## Set exercise
Beginning with the line where "The response MUST carry one point per instance of the window" appears, repeat every remaining line of the entries exactly, the last line included.

-- BEGIN --

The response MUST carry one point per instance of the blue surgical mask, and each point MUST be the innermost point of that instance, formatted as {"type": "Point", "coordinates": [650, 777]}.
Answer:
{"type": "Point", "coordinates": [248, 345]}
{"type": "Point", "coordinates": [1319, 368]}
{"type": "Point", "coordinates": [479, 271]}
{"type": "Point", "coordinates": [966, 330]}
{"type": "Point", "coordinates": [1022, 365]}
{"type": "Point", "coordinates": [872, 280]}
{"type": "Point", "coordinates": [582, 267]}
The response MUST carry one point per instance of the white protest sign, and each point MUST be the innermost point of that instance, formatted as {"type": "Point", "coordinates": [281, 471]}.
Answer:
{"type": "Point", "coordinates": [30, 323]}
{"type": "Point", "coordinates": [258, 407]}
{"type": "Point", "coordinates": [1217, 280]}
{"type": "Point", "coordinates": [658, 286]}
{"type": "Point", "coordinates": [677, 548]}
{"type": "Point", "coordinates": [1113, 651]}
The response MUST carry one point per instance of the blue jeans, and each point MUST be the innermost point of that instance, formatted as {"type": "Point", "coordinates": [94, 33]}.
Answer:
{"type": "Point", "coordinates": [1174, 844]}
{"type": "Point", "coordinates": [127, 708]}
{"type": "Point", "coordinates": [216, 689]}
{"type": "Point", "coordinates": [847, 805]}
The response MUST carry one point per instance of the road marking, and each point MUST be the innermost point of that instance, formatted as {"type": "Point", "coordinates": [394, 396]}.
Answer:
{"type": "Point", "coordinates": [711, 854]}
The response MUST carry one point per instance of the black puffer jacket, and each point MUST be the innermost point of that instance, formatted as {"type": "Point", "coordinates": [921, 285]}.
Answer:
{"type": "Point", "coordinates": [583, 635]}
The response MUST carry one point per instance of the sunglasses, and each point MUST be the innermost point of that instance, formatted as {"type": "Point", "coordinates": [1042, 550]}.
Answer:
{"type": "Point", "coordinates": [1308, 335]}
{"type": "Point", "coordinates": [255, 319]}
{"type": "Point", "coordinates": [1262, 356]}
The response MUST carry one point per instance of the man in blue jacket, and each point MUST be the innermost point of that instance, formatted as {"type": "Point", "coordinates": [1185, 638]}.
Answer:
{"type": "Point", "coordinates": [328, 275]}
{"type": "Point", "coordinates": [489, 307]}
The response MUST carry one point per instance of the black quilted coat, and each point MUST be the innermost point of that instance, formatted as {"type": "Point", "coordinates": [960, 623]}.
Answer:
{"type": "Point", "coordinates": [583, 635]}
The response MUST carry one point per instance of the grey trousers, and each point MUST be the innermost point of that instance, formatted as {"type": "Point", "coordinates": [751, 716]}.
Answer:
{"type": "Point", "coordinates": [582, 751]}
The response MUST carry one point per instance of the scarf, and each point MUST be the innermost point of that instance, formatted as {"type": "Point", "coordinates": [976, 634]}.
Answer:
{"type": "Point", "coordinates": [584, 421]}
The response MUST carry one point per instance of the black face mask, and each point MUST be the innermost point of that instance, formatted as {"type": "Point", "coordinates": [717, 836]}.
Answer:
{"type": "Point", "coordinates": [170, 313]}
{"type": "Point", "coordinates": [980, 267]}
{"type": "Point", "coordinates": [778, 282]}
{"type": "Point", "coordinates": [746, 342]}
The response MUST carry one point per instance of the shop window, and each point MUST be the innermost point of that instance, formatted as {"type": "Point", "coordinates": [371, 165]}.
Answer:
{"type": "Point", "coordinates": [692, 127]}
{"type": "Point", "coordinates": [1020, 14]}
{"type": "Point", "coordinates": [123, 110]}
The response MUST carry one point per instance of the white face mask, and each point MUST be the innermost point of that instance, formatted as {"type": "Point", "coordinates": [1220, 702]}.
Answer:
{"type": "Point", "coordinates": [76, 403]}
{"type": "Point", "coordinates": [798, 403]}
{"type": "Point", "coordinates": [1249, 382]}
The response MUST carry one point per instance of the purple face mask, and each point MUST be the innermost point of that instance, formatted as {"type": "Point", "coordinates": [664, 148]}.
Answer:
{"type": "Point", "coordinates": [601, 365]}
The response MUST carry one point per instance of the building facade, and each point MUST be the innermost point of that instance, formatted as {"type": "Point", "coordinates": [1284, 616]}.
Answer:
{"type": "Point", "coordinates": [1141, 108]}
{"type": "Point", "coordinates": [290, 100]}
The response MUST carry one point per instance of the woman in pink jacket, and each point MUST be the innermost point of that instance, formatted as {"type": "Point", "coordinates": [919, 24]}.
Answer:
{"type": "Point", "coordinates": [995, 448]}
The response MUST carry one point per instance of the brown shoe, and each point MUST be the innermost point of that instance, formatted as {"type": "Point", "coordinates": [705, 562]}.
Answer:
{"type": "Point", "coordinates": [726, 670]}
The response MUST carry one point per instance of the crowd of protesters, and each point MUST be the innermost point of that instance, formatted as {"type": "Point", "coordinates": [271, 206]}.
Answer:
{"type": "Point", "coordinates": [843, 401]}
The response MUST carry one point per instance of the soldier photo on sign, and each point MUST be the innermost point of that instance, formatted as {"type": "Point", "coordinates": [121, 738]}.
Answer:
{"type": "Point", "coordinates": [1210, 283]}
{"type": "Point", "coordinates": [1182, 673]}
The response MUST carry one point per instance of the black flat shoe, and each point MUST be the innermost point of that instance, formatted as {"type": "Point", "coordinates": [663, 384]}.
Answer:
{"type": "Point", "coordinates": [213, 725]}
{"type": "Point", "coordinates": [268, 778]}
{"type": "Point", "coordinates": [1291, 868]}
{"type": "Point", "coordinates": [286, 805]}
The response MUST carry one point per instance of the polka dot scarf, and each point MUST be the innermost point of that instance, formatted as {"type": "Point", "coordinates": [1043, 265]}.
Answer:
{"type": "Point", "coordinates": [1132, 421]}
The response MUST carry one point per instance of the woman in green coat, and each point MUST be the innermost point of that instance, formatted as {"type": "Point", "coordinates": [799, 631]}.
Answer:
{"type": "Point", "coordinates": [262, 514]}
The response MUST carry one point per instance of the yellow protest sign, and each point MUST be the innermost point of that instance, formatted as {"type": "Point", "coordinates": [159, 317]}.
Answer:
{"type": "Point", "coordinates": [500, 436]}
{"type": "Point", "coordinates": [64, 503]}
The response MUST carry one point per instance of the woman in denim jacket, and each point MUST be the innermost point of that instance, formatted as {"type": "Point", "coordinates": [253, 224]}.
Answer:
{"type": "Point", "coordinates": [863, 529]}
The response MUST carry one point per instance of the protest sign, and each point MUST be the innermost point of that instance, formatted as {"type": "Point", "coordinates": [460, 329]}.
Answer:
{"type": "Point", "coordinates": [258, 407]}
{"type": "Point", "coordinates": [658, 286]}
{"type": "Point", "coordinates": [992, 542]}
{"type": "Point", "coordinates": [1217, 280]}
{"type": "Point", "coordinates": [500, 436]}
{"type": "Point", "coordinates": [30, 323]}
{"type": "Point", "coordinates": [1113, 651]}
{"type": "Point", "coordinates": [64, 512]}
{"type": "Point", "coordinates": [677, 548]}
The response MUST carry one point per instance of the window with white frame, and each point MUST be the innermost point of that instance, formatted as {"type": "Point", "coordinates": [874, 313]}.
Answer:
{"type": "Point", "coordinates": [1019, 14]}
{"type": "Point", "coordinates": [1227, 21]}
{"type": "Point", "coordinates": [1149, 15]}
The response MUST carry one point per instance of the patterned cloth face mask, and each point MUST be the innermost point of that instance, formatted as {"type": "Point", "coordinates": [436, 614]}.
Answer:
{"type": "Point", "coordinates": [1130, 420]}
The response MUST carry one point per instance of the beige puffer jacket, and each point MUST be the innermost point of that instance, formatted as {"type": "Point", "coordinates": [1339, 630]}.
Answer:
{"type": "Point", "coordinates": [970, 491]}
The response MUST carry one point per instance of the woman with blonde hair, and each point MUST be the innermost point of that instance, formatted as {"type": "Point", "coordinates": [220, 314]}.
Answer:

-- END --

## Finished exercise
The response MUST carry one point per instance of the window with white frame, and each point MUST be the innermost point of that instance, formatted as {"type": "Point", "coordinates": [874, 313]}.
Answer:
{"type": "Point", "coordinates": [1019, 14]}
{"type": "Point", "coordinates": [1227, 21]}
{"type": "Point", "coordinates": [1149, 15]}
The response MUST carry one point per instance of the patterned cloth face mask, and each point MUST be the innermost point of that instance, formatted as {"type": "Point", "coordinates": [436, 614]}.
Answer:
{"type": "Point", "coordinates": [1130, 420]}
The response MUST carry one point per instance of the beige puffer jacket, and each point MUST be the innermost point of that instance, formatted as {"type": "Point", "coordinates": [1339, 630]}.
Answer:
{"type": "Point", "coordinates": [970, 491]}
The response MUST carry one point per instance of the woman with blonde hair, and each point MUST be the innermost point of that instance, formatted as {"type": "Point", "coordinates": [220, 314]}.
Answer:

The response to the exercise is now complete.